[Exercise description]: Reproduce all of the records below, substituting "nonzero winding rule" for every occurrence of "even-odd rule" and leaving everything else unchanged. Omit the pictures from your reproduction.

[Material for the task]:
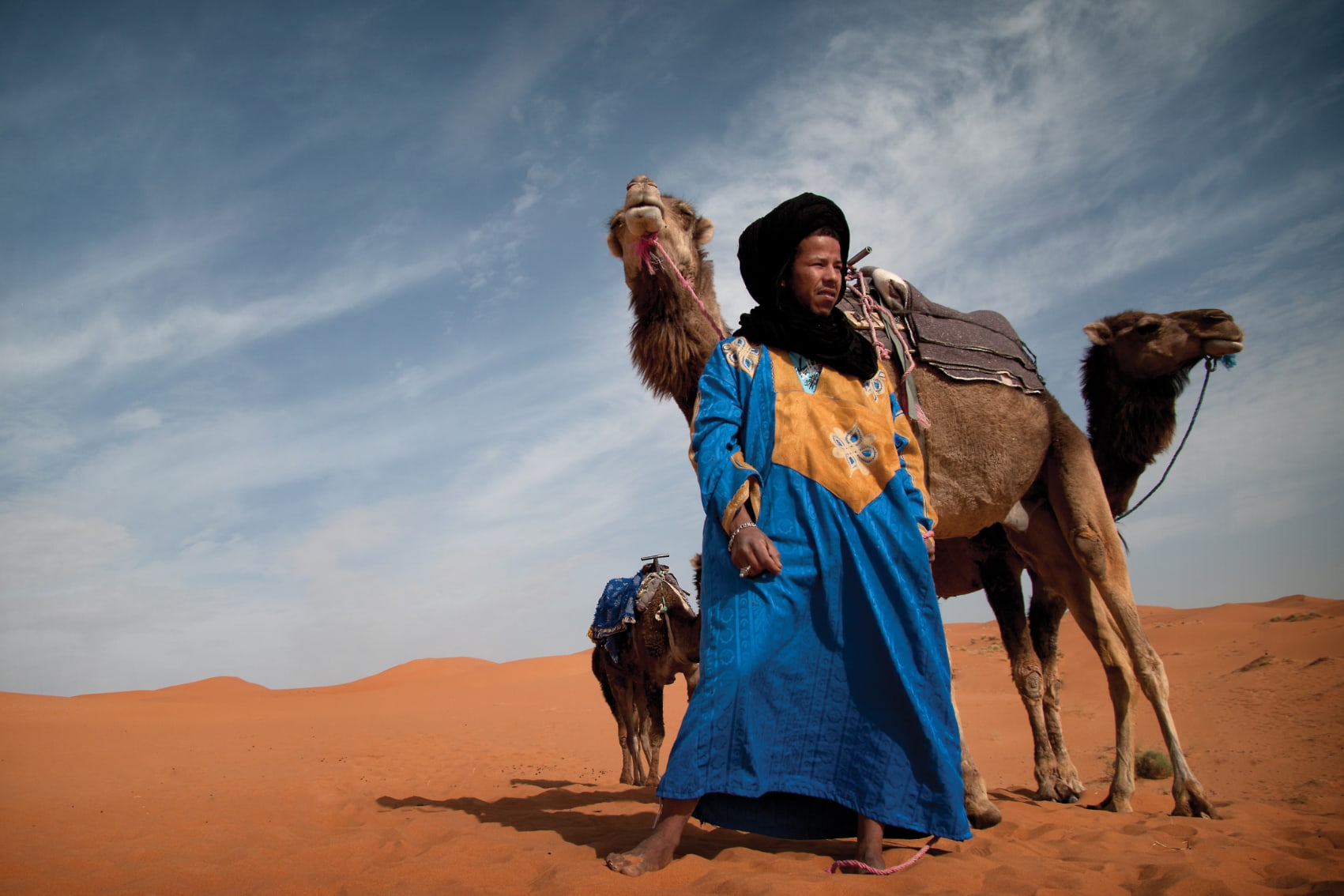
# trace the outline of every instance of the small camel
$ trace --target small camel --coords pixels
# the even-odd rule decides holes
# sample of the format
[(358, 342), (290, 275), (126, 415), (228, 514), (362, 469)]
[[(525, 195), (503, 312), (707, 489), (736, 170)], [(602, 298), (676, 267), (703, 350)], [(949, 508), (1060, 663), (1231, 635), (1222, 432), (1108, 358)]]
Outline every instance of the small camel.
[[(650, 179), (638, 176), (628, 184), (607, 235), (630, 286), (636, 368), (645, 386), (672, 398), (688, 420), (699, 371), (723, 332), (704, 251), (712, 234), (712, 223), (689, 203), (663, 195)], [(1180, 747), (1165, 670), (1140, 625), (1124, 548), (1086, 437), (1048, 394), (956, 382), (923, 367), (913, 376), (934, 420), (926, 462), (939, 537), (966, 539), (1011, 519), (1016, 525), (1001, 531), (1034, 582), (1040, 591), (1062, 595), (1102, 658), (1117, 709), (1117, 770), (1103, 806), (1130, 807), (1133, 758), (1125, 747), (1132, 744), (1129, 707), (1137, 670), (1172, 759), (1172, 814), (1212, 817)], [(965, 747), (964, 774), (972, 823), (996, 823), (999, 810)]]
[[(667, 555), (661, 555), (667, 556)], [(685, 678), (687, 699), (700, 681), (700, 617), (659, 556), (641, 570), (634, 623), (617, 638), (617, 656), (603, 638), (593, 647), (593, 676), (602, 688), (621, 743), (621, 783), (659, 783), (663, 688)], [(691, 559), (699, 591), (699, 555)]]

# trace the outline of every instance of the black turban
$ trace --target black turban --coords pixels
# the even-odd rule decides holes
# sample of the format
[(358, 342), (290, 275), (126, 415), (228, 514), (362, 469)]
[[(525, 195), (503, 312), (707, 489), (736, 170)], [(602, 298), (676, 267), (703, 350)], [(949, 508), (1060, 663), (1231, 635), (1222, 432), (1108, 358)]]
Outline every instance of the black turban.
[[(738, 238), (742, 282), (757, 306), (742, 316), (738, 336), (789, 352), (797, 352), (841, 373), (871, 379), (878, 372), (878, 353), (839, 308), (817, 316), (804, 308), (788, 286), (789, 267), (798, 243), (818, 230), (831, 228), (840, 238), (840, 258), (849, 257), (849, 224), (840, 207), (825, 196), (801, 193), (751, 222)], [(784, 281), (784, 286), (780, 285)]]

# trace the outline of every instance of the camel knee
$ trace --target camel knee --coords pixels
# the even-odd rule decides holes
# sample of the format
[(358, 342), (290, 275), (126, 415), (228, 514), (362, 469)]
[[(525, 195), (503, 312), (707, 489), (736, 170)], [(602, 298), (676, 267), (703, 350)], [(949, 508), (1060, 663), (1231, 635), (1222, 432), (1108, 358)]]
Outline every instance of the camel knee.
[(1106, 578), (1106, 545), (1102, 543), (1101, 533), (1090, 525), (1074, 529), (1073, 533), (1074, 555), (1087, 570), (1087, 575), (1091, 576), (1094, 582), (1103, 580)]
[(1044, 678), (1040, 674), (1040, 669), (1032, 666), (1013, 669), (1012, 677), (1017, 684), (1017, 693), (1020, 693), (1023, 699), (1030, 699), (1038, 703), (1042, 700), (1044, 695)]

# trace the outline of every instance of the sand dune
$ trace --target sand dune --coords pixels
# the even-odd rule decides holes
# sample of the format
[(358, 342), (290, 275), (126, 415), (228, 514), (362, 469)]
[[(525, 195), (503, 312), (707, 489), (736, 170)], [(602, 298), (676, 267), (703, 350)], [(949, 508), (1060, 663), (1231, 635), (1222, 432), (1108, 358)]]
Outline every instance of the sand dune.
[[(4, 893), (1344, 892), (1344, 602), (1142, 609), (1191, 764), (1220, 819), (1035, 803), (1031, 743), (993, 623), (952, 625), (966, 733), (1004, 821), (891, 879), (835, 879), (843, 841), (694, 827), (629, 880), (652, 791), (617, 783), (586, 653), (419, 660), (332, 688), (210, 678), (153, 692), (0, 695)], [(1105, 795), (1101, 666), (1064, 625), (1064, 724)], [(668, 727), (685, 707), (668, 692)], [(1160, 747), (1146, 705), (1137, 739)], [(910, 845), (888, 841), (887, 861)]]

[Correct response]:
# trace the outline of every instance of the small camel
$ trace --target small camel --coords pixels
# the nonzero winding rule decides holes
# sample of the format
[(358, 342), (290, 275), (126, 415), (228, 514), (362, 469)]
[[(525, 195), (503, 312), (707, 489), (736, 170)], [(602, 298), (676, 267), (703, 350)], [(949, 508), (1060, 663), (1231, 635), (1222, 432), (1108, 358)]]
Outline every instance of the small camel.
[[(650, 179), (638, 176), (628, 184), (607, 235), (630, 286), (636, 368), (645, 386), (672, 398), (688, 420), (699, 371), (723, 332), (704, 251), (712, 234), (712, 223), (689, 203), (663, 195)], [(1180, 747), (1165, 670), (1140, 625), (1124, 548), (1086, 437), (1048, 394), (956, 382), (923, 367), (913, 376), (934, 420), (926, 462), (939, 537), (966, 539), (1011, 519), (1016, 525), (1001, 531), (1034, 582), (1040, 591), (1062, 595), (1102, 658), (1117, 709), (1117, 770), (1103, 806), (1130, 807), (1133, 758), (1125, 747), (1132, 744), (1129, 707), (1137, 670), (1172, 759), (1172, 814), (1212, 817)], [(965, 747), (964, 774), (972, 823), (996, 823), (999, 810)]]
[[(667, 555), (661, 555), (667, 556)], [(685, 678), (687, 699), (700, 681), (700, 617), (659, 556), (641, 570), (634, 623), (617, 638), (617, 656), (603, 638), (593, 647), (593, 676), (602, 688), (621, 743), (621, 783), (659, 783), (663, 688)], [(691, 559), (699, 591), (699, 555)]]

# trace the outline of every instance of the black turban
$ trace --target black turban --coords pixels
# the nonzero winding rule decides holes
# sample of the format
[(358, 342), (290, 275), (126, 415), (228, 514), (362, 469)]
[[(525, 195), (503, 312), (707, 489), (736, 170)], [(602, 298), (676, 267), (703, 350)], [(949, 508), (1060, 663), (1231, 635), (1222, 432), (1108, 358)]]
Outline every instance of the black turban.
[[(738, 238), (742, 282), (757, 306), (742, 316), (738, 336), (789, 352), (797, 352), (841, 373), (871, 379), (878, 372), (878, 353), (839, 308), (817, 316), (804, 308), (788, 286), (789, 267), (798, 243), (818, 230), (831, 228), (840, 238), (840, 258), (849, 257), (849, 224), (840, 207), (825, 196), (801, 193), (751, 222)], [(784, 281), (784, 286), (780, 285)]]

# trace the outline of every instance of the camel knee
$ trace --target camel knee --coords pixels
# the nonzero winding rule decides holes
# sample of the format
[(358, 342), (290, 275), (126, 415), (228, 514), (362, 469)]
[[(525, 195), (503, 312), (707, 489), (736, 170)], [(602, 298), (676, 267), (703, 350)], [(949, 508), (1060, 663), (1231, 635), (1222, 432), (1108, 358)]]
Outline every instance of the camel knee.
[(1106, 578), (1106, 545), (1102, 543), (1101, 533), (1090, 525), (1074, 529), (1073, 533), (1074, 555), (1087, 570), (1087, 575), (1091, 576), (1094, 582), (1103, 580)]
[(1044, 678), (1040, 674), (1040, 669), (1032, 666), (1013, 669), (1012, 677), (1017, 684), (1017, 693), (1020, 693), (1023, 699), (1030, 699), (1038, 703), (1042, 700), (1044, 695)]

# trace the outline of every instance of the sand dune
$ trace --target sand dune --coords pixels
# the nonzero winding rule decides holes
# sample of the format
[(358, 342), (290, 275), (126, 415), (228, 514), (362, 469)]
[[(525, 195), (503, 312), (707, 489), (736, 170)], [(602, 298), (676, 267), (703, 350)], [(949, 508), (1060, 663), (1231, 635), (1222, 432), (1108, 358)]]
Outline every instance of the sand dune.
[[(4, 893), (1344, 892), (1344, 602), (1142, 609), (1191, 764), (1220, 819), (1035, 803), (1031, 743), (993, 623), (952, 625), (966, 733), (1004, 821), (891, 879), (835, 879), (843, 841), (694, 827), (629, 880), (652, 791), (617, 783), (586, 653), (419, 660), (332, 688), (210, 678), (153, 692), (0, 695)], [(1105, 795), (1101, 666), (1064, 625), (1064, 724)], [(668, 727), (685, 707), (668, 692)], [(1160, 747), (1146, 705), (1137, 739)], [(910, 845), (888, 841), (887, 861)]]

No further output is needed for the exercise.